>> begin

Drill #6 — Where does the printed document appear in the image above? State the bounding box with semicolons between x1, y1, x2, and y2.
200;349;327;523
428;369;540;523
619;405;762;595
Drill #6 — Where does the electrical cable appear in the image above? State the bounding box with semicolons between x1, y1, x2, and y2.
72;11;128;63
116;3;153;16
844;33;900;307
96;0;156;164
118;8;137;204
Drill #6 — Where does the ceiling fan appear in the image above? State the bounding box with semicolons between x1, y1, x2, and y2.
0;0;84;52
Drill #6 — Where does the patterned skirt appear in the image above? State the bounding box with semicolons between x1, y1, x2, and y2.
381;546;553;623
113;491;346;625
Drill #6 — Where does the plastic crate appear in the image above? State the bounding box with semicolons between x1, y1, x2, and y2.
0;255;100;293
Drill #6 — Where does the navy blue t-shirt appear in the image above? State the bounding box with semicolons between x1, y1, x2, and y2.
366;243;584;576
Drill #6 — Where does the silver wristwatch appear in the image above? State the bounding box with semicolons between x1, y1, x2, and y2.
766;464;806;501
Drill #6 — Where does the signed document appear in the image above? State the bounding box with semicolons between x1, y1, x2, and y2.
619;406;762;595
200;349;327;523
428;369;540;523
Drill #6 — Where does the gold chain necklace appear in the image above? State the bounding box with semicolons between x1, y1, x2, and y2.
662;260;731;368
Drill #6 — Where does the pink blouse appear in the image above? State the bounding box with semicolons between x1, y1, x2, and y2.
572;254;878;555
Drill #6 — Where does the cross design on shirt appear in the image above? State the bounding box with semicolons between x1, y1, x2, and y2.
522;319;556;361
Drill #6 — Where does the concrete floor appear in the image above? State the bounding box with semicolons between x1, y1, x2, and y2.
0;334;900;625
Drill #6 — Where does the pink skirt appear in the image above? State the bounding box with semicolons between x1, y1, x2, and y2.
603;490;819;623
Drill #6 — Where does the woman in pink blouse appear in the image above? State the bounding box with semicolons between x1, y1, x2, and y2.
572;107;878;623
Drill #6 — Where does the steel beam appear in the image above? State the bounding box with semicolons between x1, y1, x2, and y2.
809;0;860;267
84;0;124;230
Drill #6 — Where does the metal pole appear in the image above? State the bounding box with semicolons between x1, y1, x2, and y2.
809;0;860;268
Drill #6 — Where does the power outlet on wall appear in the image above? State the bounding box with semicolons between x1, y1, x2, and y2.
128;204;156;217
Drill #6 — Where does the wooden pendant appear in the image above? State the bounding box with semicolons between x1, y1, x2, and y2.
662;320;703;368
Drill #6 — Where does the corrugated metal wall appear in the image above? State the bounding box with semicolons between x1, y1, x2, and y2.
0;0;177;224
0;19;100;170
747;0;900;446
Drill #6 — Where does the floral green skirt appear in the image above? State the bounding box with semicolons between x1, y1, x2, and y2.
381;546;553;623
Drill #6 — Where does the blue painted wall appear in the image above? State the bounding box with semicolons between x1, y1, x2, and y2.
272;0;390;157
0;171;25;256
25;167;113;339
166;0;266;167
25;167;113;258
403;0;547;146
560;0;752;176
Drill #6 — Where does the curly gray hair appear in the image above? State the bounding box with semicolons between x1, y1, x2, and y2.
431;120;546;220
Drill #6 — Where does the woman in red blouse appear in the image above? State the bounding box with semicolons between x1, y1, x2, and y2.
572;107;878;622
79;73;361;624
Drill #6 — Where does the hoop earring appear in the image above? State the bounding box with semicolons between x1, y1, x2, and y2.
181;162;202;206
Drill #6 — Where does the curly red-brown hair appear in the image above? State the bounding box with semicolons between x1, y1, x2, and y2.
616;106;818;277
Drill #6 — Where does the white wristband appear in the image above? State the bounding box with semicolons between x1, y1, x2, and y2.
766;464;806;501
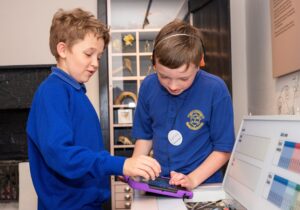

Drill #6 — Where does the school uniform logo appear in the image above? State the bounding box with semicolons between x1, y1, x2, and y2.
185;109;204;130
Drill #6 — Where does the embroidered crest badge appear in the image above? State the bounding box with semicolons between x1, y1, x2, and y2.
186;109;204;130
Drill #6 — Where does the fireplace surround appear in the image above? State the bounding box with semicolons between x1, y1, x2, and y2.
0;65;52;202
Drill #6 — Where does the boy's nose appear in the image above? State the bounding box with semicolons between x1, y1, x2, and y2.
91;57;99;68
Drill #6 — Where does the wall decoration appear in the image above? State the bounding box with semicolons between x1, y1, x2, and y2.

>> end

* WORK TO COMPLETE:
Recast all the rows above as a Markdown table with the columns "No." and "Line", giving each nonblank line its own entry, numbered in order. Leave the pictures out.

* EXERCISE SOLUTION:
| No. | Line |
|---|---|
| 1 | Drill #6 — Where does the printed document appear in the image above? State the bounding box with semicolons between x1, y1, x2, and y2. |
| 2 | 200;349;327;523 |
| 3 | 428;369;540;523 |
| 4 | 619;405;762;595 |
| 5 | Drill #6 — Where does the electrical cable appear in the image above? State the bounding box with semicolons between x1, y1, x2, and y2. |
| 6 | 72;11;128;63 |
| 7 | 116;3;153;16 |
| 8 | 844;33;900;307 |
| 9 | 96;0;156;164 |
| 10 | 118;8;137;204 |
| 11 | Drill #6 — Where does the ceiling fan appear in the image above? State the bounding box with semicolons between x1, y1, x2, and y2. |
| 12 | 0;0;84;52 |
| 13 | Drill #6 — Where does the patterned skirt appear in the image above? State the bounding box with semicolons between x1, y1, x2, and y2. |
| 14 | 381;546;553;623 |
| 15 | 113;491;346;625 |
| 16 | Drill #6 — Where does the plastic crate appear in the image above? State the bounding box with semicolons between x1, y1, x2, and y2. |
| 17 | 0;255;100;293 |
| 18 | Drill #6 — Where does the navy blue t-shirt appear in the image above? State the bounding box with semicolons between x1, y1, x2, and y2. |
| 19 | 366;243;584;576 |
| 20 | Drill #6 — Where does the silver wristwatch appear in the image above? State the bounding box with semicolons between x1, y1, x2, and y2. |
| 21 | 766;464;806;501 |
| 22 | Drill #6 — Where does the signed document appear in the image above? State the bounding box with semicolons between x1, y1, x2, and y2. |
| 23 | 619;406;762;595 |
| 24 | 200;349;327;523 |
| 25 | 428;369;540;523 |
| 26 | Drill #6 — Where does the gold chain necklace appear in the image above? State the bounding box with semicolons between x1, y1, x2, and y2. |
| 27 | 662;260;731;368 |
| 28 | Drill #6 — Where does the pink blouse appear in the image above? State the bounding box with semicolons between x1, y1, x2, and y2. |
| 29 | 572;254;878;555 |
| 30 | Drill #6 — Where does the cross design on shirt appear in the image above? State the bounding box with semicolons between x1, y1, x2, and y2. |
| 31 | 522;319;556;361 |
| 32 | Drill #6 — Where does the concrete floor appear in the image above? State the bounding box with semicolons between x1, y1, x2, and y2. |
| 33 | 0;334;900;625 |
| 34 | Drill #6 — Where does the pink skirt appear in the image above? State the bounding box with semicolons between x1, y1, x2, and y2. |
| 35 | 603;490;819;623 |
| 36 | Drill #6 — Where does the woman in pink blouse appear in the image above? State the bounding box with semicolons between x1, y1, x2, and y2. |
| 37 | 572;107;878;623 |
| 38 | Drill #6 — Where does the steel beam appear in the image above? State the bounding box with semicolons between x1, y1, x2, and y2. |
| 39 | 809;0;860;267 |
| 40 | 84;0;124;230 |
| 41 | Drill #6 — Where does the metal pole appear in the image above? State the bounding box with semicolons between x1, y1, x2, and y2. |
| 42 | 809;0;860;268 |
| 43 | Drill #6 — Where does the power outlet on wall appear in the image above? State the bounding box with semicolons between x1, y1, x2, and y2. |
| 44 | 128;204;156;217 |
| 45 | Drill #6 — Where does the wooden pendant appear in the image above? State the bounding box with semicolons between x1, y1, x2, and y2. |
| 46 | 662;320;703;368 |
| 47 | Drill #6 — Where does the corrugated metal wall appear in the image above? State the bounding box with semicolons between x1, y1, x2, and y2. |
| 48 | 0;0;177;224 |
| 49 | 0;19;100;170 |
| 50 | 747;0;900;446 |
| 51 | Drill #6 — Where does the floral green skirt appear in the image above? State the bounding box with semicolons between x1, y1, x2, and y2. |
| 52 | 381;546;553;623 |
| 53 | Drill #6 — Where does the blue painted wall appear in the image above? State the bounding box with semicolons between x1, y1, x2, and y2. |
| 54 | 272;0;390;157 |
| 55 | 0;171;25;256 |
| 56 | 25;167;113;339 |
| 57 | 166;0;266;167 |
| 58 | 25;167;113;258 |
| 59 | 403;0;547;146 |
| 60 | 560;0;752;176 |
| 61 | Drill #6 — Where does the curly gray hair appear in the image above? State the bounding box with semicolons between x1, y1, x2, and y2. |
| 62 | 431;120;546;220 |
| 63 | Drill #6 — Where does the woman in red blouse appear in the image above? State the bounding box with semicolons between x1, y1, x2, and y2. |
| 64 | 572;107;878;622 |
| 65 | 79;73;361;624 |
| 66 | Drill #6 — Where does the hoop earring appear in the image above? State the bounding box with semicolons between x1, y1, x2, and y2. |
| 67 | 181;162;202;206 |
| 68 | Drill #6 — Where does the curly red-brown hair appear in the image above? State the bounding box with semicolons between x1, y1, x2, and y2. |
| 69 | 616;106;818;277 |
| 70 | Drill #6 — Where does the white wristband appear in the image above? State the bounding box with semicolons between x1, y1, x2, and y2. |
| 71 | 766;464;806;501 |
| 72 | Drill #6 — Where does the school uniform logo appear in the image above? State the bounding box with semicolons between x1, y1, x2, and y2. |
| 73 | 185;109;204;130 |
| 74 | Drill #6 — Where does the embroidered crest badge appear in the image above? State the bounding box with semicolons between x1, y1, x2, and y2. |
| 75 | 186;109;204;130 |
| 76 | Drill #6 — Where does the fireplace surround appear in the image above? State the bounding box with semicolons between x1, y1, x2, and y2. |
| 77 | 0;65;52;202 |
| 78 | Drill #6 — Where does the boy's nose appear in the image above? State the bounding box with semicolons between x1, y1, x2, and y2. |
| 79 | 91;57;99;68 |
| 80 | Drill #6 — Where does the wall decoration appear in the image above? State the bounding box with semicolons between x1, y1, x2, and y2. |